▶ _Jobs_:
- A) In the transistor switch thread below, decide whether each statement agrees with the text. Answer yes or no for each, and quote the deciding words exactly. (i) The reset pin is held high through a 10K resistor. (ii) The IC resets when its reset pin is taken high. (iii) Switching the pin with the transistor is meant to avoid needing an inverter.
- B) Answer these questions from the transistor switch thread below:
(i) Which series of IC does the imagined chip resemble?
(ii) Which common transistor is given as an example?
(iii) At roughly what base voltage does the poster ask about the collector-to-emitter resistance?

▶ _Excerpted text_:
-*-

Transistor as switch - resistance?

[grrr_arrghh]

Hi.

Imaginary scenario is as follows:

I have an IC (something like 4000 series), with a reset pin. This resets the IC when the pin is taken low (unusual, I know, but bear with it)

So, I have the pin held high, through a 10K resistor. It is connected low through a transistor (something common, like a BC548).

The transistor will turn on when there is voltage at the base, and take the pin low. That means that when the input goes 'high', it will take the pin low (avoiding the need for an inverter).

1) Is this right?

2) What sort of resistance will the transistor have (collector to emitter), when the voltage at the base is around 6v?
3) Is there any easy way of working this out?
4) Is it roughly the same for all transistors?
5) Could I use the same method to take a pin high?
6) Is there anything I have forgotten to take account of here?

Thanks very much

Tim

 

[Nigel Goodwin]

Hi.

Imaginary scenario is as follows:

I have an IC (something like 4000 series), with a reset pin. This resets the IC when the pin is taken low (unusual, I know, but bear with it)

-*-

▶ _Raw data_:
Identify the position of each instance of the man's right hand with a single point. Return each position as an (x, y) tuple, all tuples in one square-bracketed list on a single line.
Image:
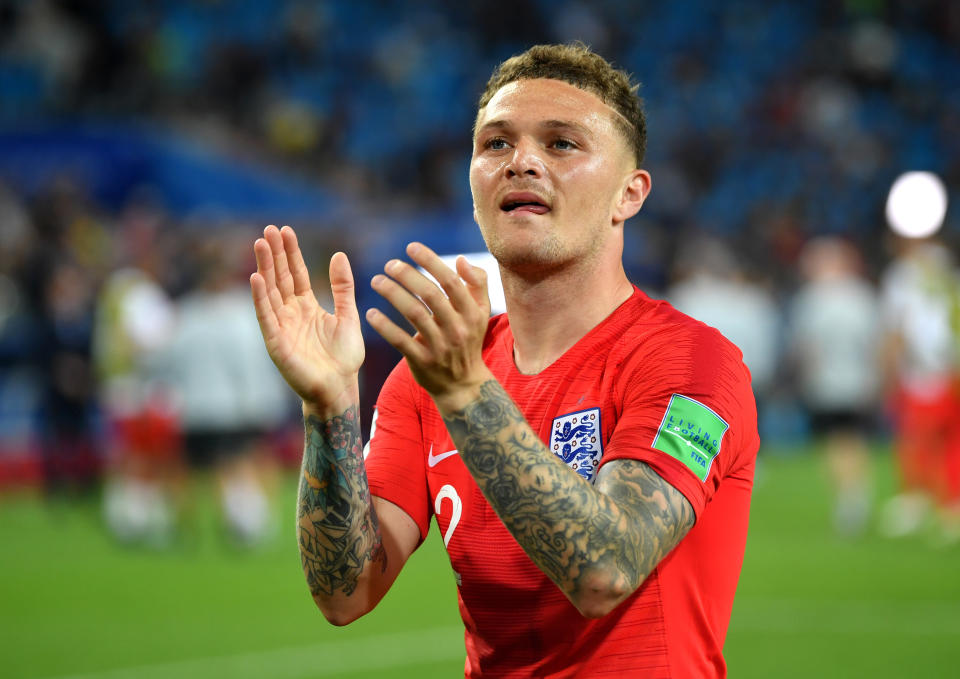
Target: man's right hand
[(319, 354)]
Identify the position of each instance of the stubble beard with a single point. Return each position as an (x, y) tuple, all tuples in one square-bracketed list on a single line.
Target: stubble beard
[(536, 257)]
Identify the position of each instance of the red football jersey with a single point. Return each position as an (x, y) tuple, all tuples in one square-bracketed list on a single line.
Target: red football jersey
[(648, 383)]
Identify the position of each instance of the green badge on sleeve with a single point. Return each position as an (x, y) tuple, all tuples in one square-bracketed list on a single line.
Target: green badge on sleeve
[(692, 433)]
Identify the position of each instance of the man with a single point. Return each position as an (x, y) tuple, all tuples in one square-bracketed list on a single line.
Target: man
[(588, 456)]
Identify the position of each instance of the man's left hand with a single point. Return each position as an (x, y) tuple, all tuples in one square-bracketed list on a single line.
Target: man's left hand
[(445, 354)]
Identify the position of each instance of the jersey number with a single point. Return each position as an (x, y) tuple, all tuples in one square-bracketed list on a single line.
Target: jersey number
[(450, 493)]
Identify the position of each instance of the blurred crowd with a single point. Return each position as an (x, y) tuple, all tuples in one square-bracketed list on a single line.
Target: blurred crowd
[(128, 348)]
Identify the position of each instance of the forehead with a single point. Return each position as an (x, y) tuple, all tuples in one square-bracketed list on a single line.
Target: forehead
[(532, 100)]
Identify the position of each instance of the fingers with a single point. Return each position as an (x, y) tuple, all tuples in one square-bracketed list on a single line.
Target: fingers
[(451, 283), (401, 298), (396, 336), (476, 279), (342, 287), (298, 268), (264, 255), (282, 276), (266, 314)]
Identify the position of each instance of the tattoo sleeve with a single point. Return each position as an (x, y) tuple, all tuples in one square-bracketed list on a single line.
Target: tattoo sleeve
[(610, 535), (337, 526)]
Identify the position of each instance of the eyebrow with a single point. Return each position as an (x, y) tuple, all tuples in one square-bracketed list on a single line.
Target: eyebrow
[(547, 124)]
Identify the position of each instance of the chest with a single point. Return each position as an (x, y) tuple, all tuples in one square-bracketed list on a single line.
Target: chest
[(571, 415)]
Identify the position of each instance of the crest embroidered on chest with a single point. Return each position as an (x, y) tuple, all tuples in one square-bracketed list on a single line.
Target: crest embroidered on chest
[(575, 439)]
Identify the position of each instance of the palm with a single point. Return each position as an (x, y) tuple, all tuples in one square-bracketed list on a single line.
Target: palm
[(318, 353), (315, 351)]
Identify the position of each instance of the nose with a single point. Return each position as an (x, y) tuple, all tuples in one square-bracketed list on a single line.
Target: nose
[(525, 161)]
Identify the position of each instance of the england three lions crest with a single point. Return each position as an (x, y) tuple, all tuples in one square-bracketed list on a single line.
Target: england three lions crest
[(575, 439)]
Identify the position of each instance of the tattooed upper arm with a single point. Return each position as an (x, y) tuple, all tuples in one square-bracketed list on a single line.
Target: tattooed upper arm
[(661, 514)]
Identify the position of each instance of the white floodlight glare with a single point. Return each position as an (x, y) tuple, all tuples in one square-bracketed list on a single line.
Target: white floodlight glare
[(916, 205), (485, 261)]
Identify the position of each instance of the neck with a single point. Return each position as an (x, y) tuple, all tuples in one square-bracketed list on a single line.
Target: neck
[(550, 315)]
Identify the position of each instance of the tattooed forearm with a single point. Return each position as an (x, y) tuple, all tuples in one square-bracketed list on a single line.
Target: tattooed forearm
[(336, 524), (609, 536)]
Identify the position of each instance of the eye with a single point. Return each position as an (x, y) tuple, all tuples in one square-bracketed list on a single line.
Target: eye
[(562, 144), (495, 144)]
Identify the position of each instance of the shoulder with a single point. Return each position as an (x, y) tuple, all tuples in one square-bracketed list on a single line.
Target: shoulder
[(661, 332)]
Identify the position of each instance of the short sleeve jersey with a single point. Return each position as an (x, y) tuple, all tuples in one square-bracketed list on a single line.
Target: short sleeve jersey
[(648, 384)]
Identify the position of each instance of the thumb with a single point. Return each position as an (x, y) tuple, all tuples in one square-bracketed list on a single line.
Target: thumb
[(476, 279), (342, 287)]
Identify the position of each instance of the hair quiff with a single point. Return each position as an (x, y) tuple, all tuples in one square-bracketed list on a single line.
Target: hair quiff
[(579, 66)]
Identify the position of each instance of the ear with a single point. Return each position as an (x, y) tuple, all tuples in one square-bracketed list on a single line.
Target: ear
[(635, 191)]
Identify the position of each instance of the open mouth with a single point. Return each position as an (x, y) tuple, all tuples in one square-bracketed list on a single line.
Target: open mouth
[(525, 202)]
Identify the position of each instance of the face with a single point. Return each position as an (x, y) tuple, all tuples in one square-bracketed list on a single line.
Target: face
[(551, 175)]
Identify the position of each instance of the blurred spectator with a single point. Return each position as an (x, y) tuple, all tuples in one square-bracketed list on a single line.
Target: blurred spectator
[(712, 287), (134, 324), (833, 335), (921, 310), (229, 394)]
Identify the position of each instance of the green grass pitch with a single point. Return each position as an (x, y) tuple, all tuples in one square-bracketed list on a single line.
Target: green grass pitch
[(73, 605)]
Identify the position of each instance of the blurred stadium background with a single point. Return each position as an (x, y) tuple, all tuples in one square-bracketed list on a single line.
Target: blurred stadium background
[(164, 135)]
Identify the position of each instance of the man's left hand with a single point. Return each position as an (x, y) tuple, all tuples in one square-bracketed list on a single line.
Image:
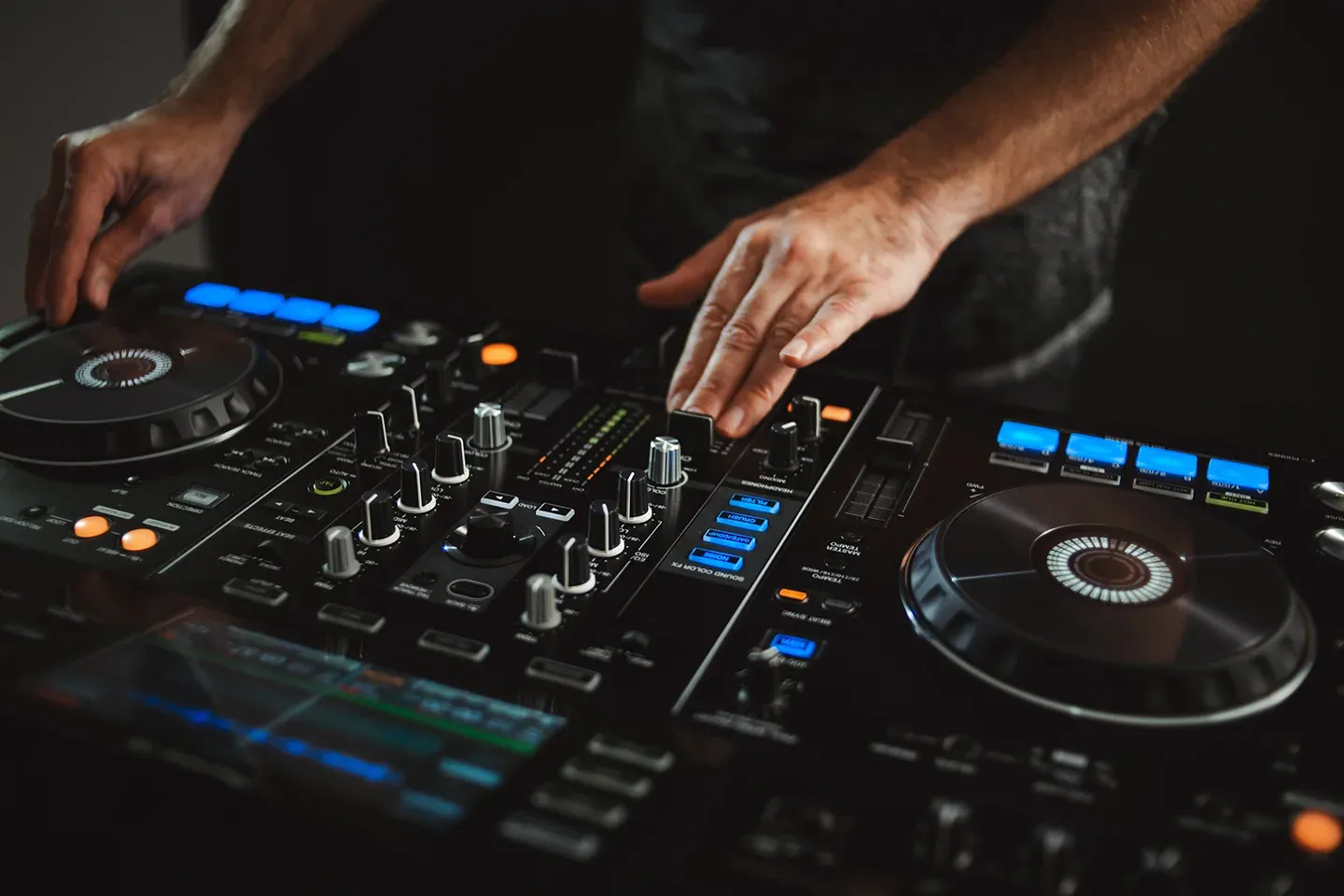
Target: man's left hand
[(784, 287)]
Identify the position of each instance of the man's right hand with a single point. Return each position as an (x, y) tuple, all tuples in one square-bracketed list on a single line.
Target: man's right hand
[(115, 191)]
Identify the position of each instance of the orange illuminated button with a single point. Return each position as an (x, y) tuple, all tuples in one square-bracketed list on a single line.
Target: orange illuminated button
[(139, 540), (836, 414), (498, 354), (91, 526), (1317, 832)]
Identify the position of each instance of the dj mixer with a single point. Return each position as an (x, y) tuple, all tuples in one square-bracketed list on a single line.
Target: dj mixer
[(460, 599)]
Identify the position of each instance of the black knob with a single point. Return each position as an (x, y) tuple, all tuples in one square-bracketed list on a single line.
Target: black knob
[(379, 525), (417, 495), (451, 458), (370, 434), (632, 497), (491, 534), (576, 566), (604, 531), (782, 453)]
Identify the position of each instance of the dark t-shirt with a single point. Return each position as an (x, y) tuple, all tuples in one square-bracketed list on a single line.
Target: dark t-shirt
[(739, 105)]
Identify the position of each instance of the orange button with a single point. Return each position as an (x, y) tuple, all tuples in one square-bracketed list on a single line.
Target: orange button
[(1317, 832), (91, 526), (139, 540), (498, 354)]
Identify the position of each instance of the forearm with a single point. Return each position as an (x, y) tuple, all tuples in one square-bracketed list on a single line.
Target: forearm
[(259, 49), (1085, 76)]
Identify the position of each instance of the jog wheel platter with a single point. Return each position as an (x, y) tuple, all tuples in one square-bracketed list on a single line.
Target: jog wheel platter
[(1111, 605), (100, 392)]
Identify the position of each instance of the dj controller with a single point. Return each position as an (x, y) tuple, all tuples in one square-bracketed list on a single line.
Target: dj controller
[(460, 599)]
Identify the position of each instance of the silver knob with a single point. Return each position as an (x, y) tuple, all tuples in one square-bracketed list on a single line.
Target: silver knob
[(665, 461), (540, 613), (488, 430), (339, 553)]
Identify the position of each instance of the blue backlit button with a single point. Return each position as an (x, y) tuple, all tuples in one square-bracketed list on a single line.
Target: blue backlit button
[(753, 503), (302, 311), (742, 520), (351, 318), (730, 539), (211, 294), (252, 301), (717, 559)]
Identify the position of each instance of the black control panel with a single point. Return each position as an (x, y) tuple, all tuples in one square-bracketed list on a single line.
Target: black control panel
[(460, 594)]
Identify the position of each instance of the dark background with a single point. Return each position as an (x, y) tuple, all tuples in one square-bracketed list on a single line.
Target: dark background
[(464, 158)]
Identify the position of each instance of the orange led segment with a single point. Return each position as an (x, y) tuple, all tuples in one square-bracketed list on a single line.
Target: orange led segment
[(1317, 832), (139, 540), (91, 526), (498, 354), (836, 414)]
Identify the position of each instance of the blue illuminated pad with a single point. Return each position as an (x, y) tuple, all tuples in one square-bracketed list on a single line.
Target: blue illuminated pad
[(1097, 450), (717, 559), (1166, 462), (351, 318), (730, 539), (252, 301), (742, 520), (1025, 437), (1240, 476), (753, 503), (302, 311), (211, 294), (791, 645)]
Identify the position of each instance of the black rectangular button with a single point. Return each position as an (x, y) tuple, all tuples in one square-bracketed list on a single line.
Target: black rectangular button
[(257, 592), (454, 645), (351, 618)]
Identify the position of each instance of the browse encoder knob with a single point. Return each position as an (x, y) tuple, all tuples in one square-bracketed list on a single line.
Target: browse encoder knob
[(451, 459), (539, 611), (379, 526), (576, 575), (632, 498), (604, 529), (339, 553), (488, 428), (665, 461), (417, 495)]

-*-

▶ _Answers_:
- A)
(i) Yes: "I have the pin held high, through a 10K resistor."
(ii) No: "This resets the IC when the pin is taken low"
(iii) Yes: "(avoiding the need for an inverter)"

- B)
(i) The 4000 series.
(ii) The BC548.
(iii) Around 6v.